Stated exercise:
Rewrite the listing below as a two-column CSV headed "instruction" and "answer". Each row should hold an instruction and its points, each in one quoted field with line breaks turned into spaces, and the pictures should be left out.

Entries shown:

──────────

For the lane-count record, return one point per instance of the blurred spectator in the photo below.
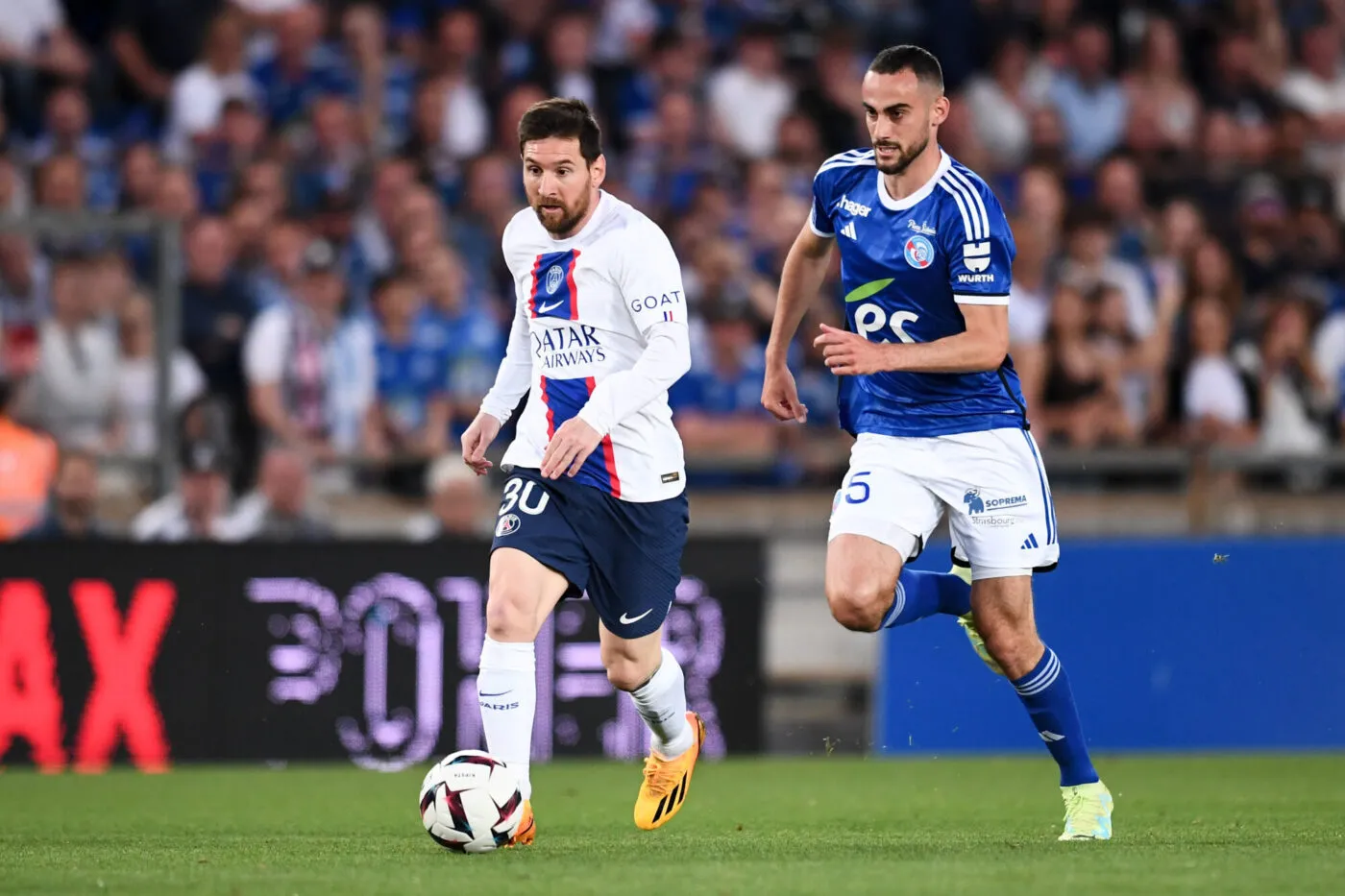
(331, 163)
(1029, 305)
(137, 379)
(199, 93)
(749, 97)
(73, 390)
(278, 510)
(1080, 396)
(140, 173)
(198, 510)
(1092, 105)
(73, 510)
(460, 321)
(1160, 84)
(215, 308)
(717, 408)
(1216, 408)
(373, 238)
(27, 467)
(830, 93)
(154, 40)
(309, 369)
(569, 39)
(302, 67)
(459, 505)
(412, 412)
(457, 60)
(1089, 264)
(36, 43)
(67, 132)
(999, 103)
(1297, 408)
(1317, 89)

──────────

The reply:
instruction,answer
"For the lane-count record, return one point per instance of the blurred spectator in the photo below.","(331, 163) (1029, 305) (137, 379) (199, 93) (749, 97) (73, 390) (278, 510) (1080, 396) (140, 173) (198, 510) (1092, 105) (73, 510) (460, 321) (1160, 84) (215, 308) (717, 408) (1216, 408) (373, 238) (27, 467) (830, 93) (154, 40) (309, 369) (569, 39) (302, 67) (459, 505) (412, 412) (457, 60) (1089, 264) (36, 43) (67, 132) (999, 103) (1297, 408) (1317, 89)"